◆ Directions for this task
Below are records; reproduce exactly the lines from the one containing "Each instance receives one keypoint. Mark the gray" through the end, both included, and only those.

◆ Records for the exercise
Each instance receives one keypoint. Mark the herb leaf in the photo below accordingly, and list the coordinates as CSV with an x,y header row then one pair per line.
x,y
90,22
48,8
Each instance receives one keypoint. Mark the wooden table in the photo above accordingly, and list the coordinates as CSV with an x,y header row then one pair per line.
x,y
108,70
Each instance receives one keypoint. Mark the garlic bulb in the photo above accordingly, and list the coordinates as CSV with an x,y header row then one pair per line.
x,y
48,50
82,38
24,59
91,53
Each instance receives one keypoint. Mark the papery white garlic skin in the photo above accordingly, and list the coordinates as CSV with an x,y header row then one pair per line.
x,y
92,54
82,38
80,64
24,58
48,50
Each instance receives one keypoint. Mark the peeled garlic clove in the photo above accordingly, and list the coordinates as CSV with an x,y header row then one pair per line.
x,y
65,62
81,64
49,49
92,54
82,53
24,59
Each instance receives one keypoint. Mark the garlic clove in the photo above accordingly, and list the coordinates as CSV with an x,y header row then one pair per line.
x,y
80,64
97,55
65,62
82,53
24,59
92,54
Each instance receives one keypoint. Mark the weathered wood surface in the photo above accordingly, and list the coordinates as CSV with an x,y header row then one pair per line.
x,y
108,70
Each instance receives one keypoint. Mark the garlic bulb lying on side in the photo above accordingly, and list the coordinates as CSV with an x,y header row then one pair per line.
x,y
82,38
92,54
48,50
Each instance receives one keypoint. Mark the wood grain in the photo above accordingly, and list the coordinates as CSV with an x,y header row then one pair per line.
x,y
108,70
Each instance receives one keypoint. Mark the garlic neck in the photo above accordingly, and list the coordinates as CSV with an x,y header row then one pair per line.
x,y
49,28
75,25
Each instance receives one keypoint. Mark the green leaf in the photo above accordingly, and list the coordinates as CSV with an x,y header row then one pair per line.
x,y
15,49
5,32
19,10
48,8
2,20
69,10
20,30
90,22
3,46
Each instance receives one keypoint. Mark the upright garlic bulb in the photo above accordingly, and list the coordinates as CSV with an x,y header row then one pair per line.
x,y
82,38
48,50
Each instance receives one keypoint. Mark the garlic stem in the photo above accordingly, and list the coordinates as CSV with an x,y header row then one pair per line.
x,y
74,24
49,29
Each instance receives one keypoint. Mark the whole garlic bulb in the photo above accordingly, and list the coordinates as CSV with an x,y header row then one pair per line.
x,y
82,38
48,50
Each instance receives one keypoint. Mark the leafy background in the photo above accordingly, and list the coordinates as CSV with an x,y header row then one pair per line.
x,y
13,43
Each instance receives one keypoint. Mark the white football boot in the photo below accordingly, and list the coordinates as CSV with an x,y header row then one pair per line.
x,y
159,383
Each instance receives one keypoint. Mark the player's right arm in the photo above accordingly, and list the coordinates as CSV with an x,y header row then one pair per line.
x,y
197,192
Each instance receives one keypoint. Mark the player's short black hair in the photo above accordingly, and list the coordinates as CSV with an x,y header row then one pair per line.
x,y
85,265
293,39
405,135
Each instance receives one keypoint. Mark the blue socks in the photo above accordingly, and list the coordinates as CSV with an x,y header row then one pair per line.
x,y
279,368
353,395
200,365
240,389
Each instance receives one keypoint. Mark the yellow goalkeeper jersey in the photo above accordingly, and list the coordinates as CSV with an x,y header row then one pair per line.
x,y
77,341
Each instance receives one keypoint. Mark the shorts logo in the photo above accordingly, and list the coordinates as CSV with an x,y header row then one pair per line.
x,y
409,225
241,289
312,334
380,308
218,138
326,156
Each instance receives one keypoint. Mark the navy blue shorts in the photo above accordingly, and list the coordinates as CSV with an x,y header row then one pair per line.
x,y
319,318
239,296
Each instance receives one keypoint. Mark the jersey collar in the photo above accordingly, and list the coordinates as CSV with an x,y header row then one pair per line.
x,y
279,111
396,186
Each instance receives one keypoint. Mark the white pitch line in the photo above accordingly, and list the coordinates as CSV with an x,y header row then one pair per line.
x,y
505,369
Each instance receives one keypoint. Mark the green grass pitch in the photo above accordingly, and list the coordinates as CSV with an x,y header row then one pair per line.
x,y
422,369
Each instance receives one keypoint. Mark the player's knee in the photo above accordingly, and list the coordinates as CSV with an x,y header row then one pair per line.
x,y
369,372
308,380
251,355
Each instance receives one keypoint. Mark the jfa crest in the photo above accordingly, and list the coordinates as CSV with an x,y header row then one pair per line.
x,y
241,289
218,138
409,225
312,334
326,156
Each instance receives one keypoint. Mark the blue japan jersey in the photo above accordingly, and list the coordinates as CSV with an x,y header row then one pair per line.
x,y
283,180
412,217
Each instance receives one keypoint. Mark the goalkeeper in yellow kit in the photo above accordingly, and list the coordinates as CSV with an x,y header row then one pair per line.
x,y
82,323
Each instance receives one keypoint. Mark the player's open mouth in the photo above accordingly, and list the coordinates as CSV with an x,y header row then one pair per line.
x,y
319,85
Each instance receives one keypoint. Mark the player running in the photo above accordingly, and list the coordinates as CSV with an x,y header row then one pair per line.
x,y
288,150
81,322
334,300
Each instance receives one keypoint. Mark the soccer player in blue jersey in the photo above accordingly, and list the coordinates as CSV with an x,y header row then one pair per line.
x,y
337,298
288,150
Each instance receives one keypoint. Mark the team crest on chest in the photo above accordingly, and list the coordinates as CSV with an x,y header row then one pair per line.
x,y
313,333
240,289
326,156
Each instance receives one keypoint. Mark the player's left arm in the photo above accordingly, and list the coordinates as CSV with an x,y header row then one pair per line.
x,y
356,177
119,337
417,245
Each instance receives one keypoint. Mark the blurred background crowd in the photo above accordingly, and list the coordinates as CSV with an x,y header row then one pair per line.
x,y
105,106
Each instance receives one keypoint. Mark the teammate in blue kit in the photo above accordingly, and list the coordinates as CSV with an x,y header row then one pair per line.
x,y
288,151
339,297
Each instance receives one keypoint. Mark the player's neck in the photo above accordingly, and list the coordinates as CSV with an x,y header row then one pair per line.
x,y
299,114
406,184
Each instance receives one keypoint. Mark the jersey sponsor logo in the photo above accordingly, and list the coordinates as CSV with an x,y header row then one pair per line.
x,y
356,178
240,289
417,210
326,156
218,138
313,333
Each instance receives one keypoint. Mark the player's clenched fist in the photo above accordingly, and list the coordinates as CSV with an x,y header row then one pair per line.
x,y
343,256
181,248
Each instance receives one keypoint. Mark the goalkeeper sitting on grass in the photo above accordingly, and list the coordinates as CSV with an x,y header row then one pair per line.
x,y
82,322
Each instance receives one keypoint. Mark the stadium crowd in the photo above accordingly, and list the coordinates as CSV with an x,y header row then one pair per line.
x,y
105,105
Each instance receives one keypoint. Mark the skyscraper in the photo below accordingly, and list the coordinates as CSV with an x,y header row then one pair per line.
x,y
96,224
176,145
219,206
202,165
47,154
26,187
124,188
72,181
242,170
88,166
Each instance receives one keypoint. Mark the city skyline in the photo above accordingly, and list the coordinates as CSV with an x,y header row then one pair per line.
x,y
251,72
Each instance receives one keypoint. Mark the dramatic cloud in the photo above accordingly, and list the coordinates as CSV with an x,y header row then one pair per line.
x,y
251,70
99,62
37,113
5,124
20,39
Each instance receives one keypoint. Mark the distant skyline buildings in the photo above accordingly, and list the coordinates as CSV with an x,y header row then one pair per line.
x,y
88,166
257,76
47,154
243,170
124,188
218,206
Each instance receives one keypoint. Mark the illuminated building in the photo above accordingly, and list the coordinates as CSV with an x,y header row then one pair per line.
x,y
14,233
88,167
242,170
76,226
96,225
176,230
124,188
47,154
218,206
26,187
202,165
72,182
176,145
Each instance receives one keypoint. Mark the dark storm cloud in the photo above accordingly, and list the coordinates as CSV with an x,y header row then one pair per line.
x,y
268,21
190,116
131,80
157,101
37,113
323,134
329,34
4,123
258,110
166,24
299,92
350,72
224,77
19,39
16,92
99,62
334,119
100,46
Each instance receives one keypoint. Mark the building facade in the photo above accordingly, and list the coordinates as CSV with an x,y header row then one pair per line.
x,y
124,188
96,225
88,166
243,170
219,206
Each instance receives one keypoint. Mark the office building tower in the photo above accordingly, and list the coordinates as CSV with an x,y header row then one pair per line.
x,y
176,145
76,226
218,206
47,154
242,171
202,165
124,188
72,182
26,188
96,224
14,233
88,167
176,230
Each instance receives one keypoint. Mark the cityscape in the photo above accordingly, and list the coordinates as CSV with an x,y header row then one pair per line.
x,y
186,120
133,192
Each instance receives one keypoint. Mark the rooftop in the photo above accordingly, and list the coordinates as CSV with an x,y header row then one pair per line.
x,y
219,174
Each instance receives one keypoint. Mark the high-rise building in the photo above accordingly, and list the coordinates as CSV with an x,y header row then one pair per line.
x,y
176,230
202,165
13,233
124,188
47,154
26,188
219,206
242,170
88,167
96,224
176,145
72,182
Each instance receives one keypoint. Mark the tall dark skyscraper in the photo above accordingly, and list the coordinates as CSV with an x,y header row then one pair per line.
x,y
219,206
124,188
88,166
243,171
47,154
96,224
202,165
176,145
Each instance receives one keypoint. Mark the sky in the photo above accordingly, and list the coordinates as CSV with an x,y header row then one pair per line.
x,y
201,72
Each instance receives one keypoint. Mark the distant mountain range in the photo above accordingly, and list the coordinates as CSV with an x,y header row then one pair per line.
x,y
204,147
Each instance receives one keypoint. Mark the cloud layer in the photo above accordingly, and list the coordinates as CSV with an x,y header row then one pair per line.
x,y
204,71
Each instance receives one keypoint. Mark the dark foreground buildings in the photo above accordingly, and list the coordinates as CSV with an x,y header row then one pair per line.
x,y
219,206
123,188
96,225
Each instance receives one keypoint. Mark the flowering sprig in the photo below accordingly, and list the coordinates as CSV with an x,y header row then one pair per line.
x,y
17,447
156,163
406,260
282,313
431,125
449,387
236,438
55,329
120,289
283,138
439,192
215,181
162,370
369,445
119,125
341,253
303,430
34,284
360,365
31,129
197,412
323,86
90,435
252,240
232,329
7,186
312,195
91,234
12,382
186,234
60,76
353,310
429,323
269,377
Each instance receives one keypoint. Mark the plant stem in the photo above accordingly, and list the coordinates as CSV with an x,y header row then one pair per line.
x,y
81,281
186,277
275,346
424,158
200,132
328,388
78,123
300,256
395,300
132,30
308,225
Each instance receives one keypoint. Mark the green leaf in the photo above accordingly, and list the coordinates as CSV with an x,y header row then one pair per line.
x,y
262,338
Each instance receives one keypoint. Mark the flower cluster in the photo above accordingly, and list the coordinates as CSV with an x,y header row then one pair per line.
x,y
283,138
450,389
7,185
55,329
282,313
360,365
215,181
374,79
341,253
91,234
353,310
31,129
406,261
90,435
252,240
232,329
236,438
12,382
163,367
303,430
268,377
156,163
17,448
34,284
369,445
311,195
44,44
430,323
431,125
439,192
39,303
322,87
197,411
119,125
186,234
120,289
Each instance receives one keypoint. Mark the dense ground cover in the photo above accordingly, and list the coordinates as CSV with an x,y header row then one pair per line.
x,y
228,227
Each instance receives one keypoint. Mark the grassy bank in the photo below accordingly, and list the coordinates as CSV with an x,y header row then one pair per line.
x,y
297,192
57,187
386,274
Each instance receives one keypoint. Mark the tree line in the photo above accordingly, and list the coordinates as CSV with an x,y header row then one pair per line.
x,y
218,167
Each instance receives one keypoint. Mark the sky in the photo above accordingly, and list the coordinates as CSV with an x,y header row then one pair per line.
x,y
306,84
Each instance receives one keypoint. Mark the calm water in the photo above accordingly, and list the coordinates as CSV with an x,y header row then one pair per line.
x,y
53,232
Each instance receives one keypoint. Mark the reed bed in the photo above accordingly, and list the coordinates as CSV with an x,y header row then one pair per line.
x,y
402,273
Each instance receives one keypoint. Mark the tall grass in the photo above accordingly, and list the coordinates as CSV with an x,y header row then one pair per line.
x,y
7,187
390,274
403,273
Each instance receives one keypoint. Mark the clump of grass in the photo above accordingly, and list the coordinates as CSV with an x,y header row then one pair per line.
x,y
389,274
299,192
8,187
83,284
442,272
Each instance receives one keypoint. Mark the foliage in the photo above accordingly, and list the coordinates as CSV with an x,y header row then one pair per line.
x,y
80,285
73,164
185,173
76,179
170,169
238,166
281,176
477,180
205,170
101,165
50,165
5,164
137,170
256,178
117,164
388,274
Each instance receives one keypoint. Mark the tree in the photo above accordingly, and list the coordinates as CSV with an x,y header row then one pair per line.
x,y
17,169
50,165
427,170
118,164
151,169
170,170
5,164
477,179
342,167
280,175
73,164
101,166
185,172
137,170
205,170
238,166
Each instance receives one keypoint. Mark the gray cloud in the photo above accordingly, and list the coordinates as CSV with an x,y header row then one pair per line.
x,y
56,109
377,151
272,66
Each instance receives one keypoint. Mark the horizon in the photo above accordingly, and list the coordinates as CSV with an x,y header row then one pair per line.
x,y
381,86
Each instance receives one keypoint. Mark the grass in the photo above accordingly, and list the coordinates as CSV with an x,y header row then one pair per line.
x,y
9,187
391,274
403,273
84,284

◆ Output below
Each instance receives one keypoint. Mark the gray cloud in the photo above accordingly, and list the coordinates as CSV with an x,y header row then one pair per line.
x,y
56,109
377,151
272,66
Each instance receives one keypoint. Mark the horizon in the photo above accordingly, and list the coordinates as CSV with an x,y header row then one pair per line.
x,y
381,86
Each instance receives one keypoint. Mark the grass in the photo above accordingly, and list the coordinates as CSV with an x,y header row then one pair per line.
x,y
9,187
391,274
403,273
84,284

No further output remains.